**TASK**
Reproduce, from the lines below, exactly the stretch that begins at the line containing "box: [442, 251, 467, 310]" and ends at the line containing "positive clicks: (88, 309)", both included.

(Records from a data collection)
———
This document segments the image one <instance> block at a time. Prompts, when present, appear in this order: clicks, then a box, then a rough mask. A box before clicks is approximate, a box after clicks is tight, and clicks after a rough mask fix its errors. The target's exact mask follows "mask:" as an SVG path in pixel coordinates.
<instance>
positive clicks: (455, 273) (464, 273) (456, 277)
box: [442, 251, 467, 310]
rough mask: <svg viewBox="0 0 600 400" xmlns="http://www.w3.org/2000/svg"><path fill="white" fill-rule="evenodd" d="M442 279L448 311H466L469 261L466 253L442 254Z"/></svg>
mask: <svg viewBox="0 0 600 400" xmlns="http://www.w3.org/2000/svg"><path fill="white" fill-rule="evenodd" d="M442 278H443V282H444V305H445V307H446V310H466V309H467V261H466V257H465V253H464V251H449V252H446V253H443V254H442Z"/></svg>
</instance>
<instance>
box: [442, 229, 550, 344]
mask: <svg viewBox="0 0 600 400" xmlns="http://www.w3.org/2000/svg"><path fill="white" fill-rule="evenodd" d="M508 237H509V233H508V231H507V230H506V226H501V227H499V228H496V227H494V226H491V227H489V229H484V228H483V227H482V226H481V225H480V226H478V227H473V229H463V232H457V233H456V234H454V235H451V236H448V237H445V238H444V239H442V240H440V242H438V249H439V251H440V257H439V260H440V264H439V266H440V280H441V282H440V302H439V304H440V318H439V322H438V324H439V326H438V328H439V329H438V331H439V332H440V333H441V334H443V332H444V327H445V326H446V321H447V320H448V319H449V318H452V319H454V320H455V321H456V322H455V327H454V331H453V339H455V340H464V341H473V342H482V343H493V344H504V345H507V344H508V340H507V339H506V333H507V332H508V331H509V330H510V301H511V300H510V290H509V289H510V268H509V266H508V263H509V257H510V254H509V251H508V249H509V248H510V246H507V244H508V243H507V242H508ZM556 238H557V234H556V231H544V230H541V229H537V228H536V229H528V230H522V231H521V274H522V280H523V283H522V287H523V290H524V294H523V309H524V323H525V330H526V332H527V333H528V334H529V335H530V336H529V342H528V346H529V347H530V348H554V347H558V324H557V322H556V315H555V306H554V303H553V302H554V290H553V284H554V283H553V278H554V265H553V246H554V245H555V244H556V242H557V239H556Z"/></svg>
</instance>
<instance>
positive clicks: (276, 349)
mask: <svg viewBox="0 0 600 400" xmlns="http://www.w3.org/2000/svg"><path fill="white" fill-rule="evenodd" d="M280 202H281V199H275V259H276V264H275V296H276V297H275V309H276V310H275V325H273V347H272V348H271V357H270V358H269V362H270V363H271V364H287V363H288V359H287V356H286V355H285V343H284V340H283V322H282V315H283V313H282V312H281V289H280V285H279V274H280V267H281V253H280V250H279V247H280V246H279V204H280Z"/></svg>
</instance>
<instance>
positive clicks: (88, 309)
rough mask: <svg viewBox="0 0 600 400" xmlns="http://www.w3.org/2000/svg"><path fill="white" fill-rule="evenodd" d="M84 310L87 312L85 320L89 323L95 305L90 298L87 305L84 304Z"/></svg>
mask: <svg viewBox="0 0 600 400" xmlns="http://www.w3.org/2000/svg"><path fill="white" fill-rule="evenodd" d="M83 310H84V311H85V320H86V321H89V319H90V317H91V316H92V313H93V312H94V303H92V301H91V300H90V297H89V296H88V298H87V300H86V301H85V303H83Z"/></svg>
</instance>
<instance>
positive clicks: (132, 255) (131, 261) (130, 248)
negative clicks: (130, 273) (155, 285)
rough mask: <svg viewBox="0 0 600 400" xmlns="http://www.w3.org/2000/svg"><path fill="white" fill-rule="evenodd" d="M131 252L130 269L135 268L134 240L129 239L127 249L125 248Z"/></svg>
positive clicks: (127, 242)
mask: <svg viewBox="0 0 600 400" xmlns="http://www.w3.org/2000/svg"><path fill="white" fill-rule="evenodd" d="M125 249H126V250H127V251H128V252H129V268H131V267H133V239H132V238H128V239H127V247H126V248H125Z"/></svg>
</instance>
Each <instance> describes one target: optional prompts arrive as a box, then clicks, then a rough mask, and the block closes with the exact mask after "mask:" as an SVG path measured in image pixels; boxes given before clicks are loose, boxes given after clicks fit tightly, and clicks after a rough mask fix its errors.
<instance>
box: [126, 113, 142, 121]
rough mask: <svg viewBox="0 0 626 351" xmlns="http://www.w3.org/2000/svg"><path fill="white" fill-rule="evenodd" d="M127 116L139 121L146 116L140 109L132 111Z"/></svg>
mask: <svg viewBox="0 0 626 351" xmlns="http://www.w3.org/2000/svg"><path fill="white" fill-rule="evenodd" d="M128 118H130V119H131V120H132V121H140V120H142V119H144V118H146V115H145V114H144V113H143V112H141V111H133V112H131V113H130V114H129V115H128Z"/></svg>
———
**TASK RESULT**
box: [442, 251, 467, 310]
rough mask: <svg viewBox="0 0 600 400" xmlns="http://www.w3.org/2000/svg"><path fill="white" fill-rule="evenodd" d="M442 279L448 311H466L469 261L466 253L442 254Z"/></svg>
mask: <svg viewBox="0 0 600 400" xmlns="http://www.w3.org/2000/svg"><path fill="white" fill-rule="evenodd" d="M442 278H443V282H444V305H445V307H446V310H466V309H467V261H466V257H465V253H464V251H449V252H446V253H443V254H442Z"/></svg>
</instance>
<instance>
box: [442, 229, 550, 344]
mask: <svg viewBox="0 0 600 400" xmlns="http://www.w3.org/2000/svg"><path fill="white" fill-rule="evenodd" d="M508 237H509V233H508V231H507V230H506V226H501V227H499V228H496V227H494V226H491V227H489V229H484V228H483V227H482V226H481V225H480V226H478V227H473V229H463V232H457V233H456V234H454V235H451V236H448V237H445V238H444V239H442V240H440V242H438V249H439V251H440V257H439V260H440V264H439V266H440V280H441V282H440V302H439V304H440V318H439V322H438V324H439V326H438V328H439V329H438V331H439V332H440V333H441V334H443V332H444V327H445V326H446V321H447V320H448V319H449V318H452V319H454V320H455V321H456V322H455V327H454V331H453V339H455V340H464V341H473V342H482V343H493V344H504V345H507V344H508V340H507V339H506V333H507V332H508V331H509V330H510V301H511V300H510V290H509V289H510V268H509V266H508V263H509V257H510V254H509V251H508V249H509V248H510V246H507V244H508V243H507V242H508ZM556 238H557V234H556V231H544V230H541V229H537V228H536V229H528V230H522V231H521V274H522V280H523V283H522V287H523V290H524V294H523V309H524V323H525V330H526V332H527V333H528V334H529V335H530V336H529V342H528V346H529V347H530V348H554V347H558V324H557V322H556V315H555V306H554V303H553V302H554V290H553V284H554V283H553V278H554V265H553V246H554V245H555V244H556V242H557V239H556Z"/></svg>
</instance>
<instance>
positive clicks: (276, 349)
mask: <svg viewBox="0 0 600 400" xmlns="http://www.w3.org/2000/svg"><path fill="white" fill-rule="evenodd" d="M280 202H281V199H275V259H276V264H275V296H276V297H275V309H276V310H275V325H273V347H272V348H271V357H270V358H269V362H270V363H271V364H287V363H288V359H287V356H286V355H285V343H284V340H283V322H282V315H283V313H282V312H281V289H280V285H279V274H280V267H281V253H280V250H279V247H280V246H279V204H280Z"/></svg>
</instance>
<instance>
positive clicks: (88, 309)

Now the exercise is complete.